Saved entries
········

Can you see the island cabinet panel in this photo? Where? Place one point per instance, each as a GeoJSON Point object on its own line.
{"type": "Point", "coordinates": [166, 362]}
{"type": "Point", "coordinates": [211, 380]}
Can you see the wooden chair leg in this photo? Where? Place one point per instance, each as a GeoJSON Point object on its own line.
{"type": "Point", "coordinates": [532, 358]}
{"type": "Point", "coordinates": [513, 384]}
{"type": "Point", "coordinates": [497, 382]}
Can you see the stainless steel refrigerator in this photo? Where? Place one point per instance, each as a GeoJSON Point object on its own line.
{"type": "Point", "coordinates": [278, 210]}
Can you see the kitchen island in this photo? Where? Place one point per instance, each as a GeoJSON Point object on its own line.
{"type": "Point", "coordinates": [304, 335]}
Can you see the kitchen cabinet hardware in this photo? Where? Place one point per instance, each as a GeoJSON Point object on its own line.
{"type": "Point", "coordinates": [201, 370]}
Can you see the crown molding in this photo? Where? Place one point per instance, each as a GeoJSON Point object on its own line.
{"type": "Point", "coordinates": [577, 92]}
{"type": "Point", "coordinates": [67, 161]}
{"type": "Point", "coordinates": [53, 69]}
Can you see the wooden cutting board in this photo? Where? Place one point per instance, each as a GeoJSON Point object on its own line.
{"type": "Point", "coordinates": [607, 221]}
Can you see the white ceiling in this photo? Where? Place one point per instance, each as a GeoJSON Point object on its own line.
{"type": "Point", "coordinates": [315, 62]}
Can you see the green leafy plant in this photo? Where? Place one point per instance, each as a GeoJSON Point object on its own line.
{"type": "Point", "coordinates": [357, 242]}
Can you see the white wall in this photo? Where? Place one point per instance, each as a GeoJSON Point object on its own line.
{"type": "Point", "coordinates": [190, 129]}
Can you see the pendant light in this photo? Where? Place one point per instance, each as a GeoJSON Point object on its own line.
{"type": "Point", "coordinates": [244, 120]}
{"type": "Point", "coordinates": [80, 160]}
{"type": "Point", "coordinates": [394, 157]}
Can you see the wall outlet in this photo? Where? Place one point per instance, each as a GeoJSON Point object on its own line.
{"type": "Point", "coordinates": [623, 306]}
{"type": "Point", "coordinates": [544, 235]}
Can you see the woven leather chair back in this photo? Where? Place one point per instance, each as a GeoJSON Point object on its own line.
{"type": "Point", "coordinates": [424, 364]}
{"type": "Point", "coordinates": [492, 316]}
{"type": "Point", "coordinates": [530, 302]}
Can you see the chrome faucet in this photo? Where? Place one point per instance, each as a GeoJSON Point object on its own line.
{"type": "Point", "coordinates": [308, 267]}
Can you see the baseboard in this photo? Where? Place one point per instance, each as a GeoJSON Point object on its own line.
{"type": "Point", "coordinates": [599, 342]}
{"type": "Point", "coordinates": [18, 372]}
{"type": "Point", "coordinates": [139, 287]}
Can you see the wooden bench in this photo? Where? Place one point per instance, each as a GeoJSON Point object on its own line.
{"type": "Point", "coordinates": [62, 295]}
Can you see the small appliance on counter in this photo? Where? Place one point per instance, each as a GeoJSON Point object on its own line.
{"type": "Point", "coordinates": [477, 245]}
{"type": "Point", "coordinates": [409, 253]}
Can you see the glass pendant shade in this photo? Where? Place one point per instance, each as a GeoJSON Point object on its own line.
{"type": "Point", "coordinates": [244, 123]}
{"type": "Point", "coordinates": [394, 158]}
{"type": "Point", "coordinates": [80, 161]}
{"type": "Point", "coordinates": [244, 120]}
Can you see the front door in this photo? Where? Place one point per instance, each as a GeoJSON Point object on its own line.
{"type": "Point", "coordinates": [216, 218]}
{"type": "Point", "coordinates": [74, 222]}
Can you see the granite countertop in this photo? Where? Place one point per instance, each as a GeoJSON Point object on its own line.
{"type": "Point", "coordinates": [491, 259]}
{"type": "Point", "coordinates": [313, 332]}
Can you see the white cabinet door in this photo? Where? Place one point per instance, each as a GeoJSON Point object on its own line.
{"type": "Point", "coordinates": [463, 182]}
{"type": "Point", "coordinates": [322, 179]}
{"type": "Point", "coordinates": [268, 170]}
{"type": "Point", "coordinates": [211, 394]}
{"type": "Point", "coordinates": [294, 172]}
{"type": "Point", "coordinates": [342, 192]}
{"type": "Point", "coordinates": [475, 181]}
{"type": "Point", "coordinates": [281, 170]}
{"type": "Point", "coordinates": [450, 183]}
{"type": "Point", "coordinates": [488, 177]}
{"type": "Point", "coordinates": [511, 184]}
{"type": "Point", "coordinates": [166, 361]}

········

| THE TASK |
Retype the entries shown above. Keep every word exactly as it is.

| ANSWER SPACE |
Can you see the island cabinet panel in this photo? Where? Place one point per instance, each as a GeoJSON Point object on its own line.
{"type": "Point", "coordinates": [166, 362]}
{"type": "Point", "coordinates": [211, 380]}
Can you see the wooden chair leg in this photo? Where? Place one point per instance, each as a GeoJSON Point object on its own line.
{"type": "Point", "coordinates": [532, 358]}
{"type": "Point", "coordinates": [513, 384]}
{"type": "Point", "coordinates": [497, 382]}
Can you see the stainless steel refrigerator in this photo? Where? Place one point per instance, each as a GeoJSON Point object on its own line.
{"type": "Point", "coordinates": [278, 210]}
Can you see the kitchen island in this photo? Where? Place one point per instance, each as a GeoJSON Point object on its own line.
{"type": "Point", "coordinates": [304, 335]}
Can you see the kitchen cabinet hardware in this photo? Where? Place one point per instance, each as a GeoJSON Point object on its own line.
{"type": "Point", "coordinates": [201, 370]}
Can you see the crown molding in this photo? Where? Place one point per instance, each as a GeoJSON Point object on its own line.
{"type": "Point", "coordinates": [577, 92]}
{"type": "Point", "coordinates": [67, 161]}
{"type": "Point", "coordinates": [53, 69]}
Can you see the wooden cutting board in this photo? Where? Place one point per instance, each as a GeoJSON Point object on its own line.
{"type": "Point", "coordinates": [607, 221]}
Can you see the white ceiling in this photo? Where? Place one point per instance, each as a GeoJSON Point object on its own line.
{"type": "Point", "coordinates": [315, 62]}
Can you see the green leafy plant in this photo? Where? Place one point per instance, each as a GeoJSON Point object on its own line.
{"type": "Point", "coordinates": [357, 242]}
Can you see the white wall in this photo? Where? Place one point per instance, each as a GeoJSON Point object on its own line.
{"type": "Point", "coordinates": [190, 129]}
Can you see the pendant light in this photo? Where? Place one point per instance, each as a GeoJSON Point object on its own line.
{"type": "Point", "coordinates": [244, 120]}
{"type": "Point", "coordinates": [80, 160]}
{"type": "Point", "coordinates": [394, 157]}
Can you see the wall outlet in this photo? Where? Place one point per instance, each as a GeoJSON Point object on its own line.
{"type": "Point", "coordinates": [623, 306]}
{"type": "Point", "coordinates": [544, 235]}
Can you see the woven leather chair back in this photo? Where? Place one point per instance, each as a GeoJSON Point object on its own line.
{"type": "Point", "coordinates": [424, 364]}
{"type": "Point", "coordinates": [492, 316]}
{"type": "Point", "coordinates": [530, 302]}
Can you see the chrome faucet in this photo? Where? Place one point per instance, each as a GeoJSON Point object on its own line.
{"type": "Point", "coordinates": [308, 267]}
Can you see the baseboard in this photo? Where? Place one point per instance, each as a GeoJSON Point object on its own line.
{"type": "Point", "coordinates": [599, 342]}
{"type": "Point", "coordinates": [18, 372]}
{"type": "Point", "coordinates": [139, 287]}
Can you see the wooden bench in this photo? Where? Place one point per instance, each as a GeoJSON Point object on its own line.
{"type": "Point", "coordinates": [62, 295]}
Can you see the small appliance on counter in this photo? Where? Place one point per instance, each as a GeoJSON Point object on its own line.
{"type": "Point", "coordinates": [477, 245]}
{"type": "Point", "coordinates": [409, 253]}
Can you see the glass pendant shade in this photo? Where? Place one point per instance, each as a GeoJSON Point object on its own line.
{"type": "Point", "coordinates": [244, 123]}
{"type": "Point", "coordinates": [394, 158]}
{"type": "Point", "coordinates": [80, 161]}
{"type": "Point", "coordinates": [244, 120]}
Can you see the front door in this photo? Where? Place one point per instance, each as a GeoJSON Point object on its own line.
{"type": "Point", "coordinates": [216, 218]}
{"type": "Point", "coordinates": [74, 222]}
Can you see the granite countertop in this photo? Where? Place one point per instance, each as a GeoJSON Point object on its own line.
{"type": "Point", "coordinates": [491, 259]}
{"type": "Point", "coordinates": [313, 332]}
Can you see the white cabinet door in this photo? Where? Place one point per instance, each as a GeoJSON Point object on its own line.
{"type": "Point", "coordinates": [463, 182]}
{"type": "Point", "coordinates": [322, 179]}
{"type": "Point", "coordinates": [268, 170]}
{"type": "Point", "coordinates": [211, 394]}
{"type": "Point", "coordinates": [294, 172]}
{"type": "Point", "coordinates": [342, 192]}
{"type": "Point", "coordinates": [475, 181]}
{"type": "Point", "coordinates": [281, 170]}
{"type": "Point", "coordinates": [450, 183]}
{"type": "Point", "coordinates": [488, 177]}
{"type": "Point", "coordinates": [511, 184]}
{"type": "Point", "coordinates": [166, 361]}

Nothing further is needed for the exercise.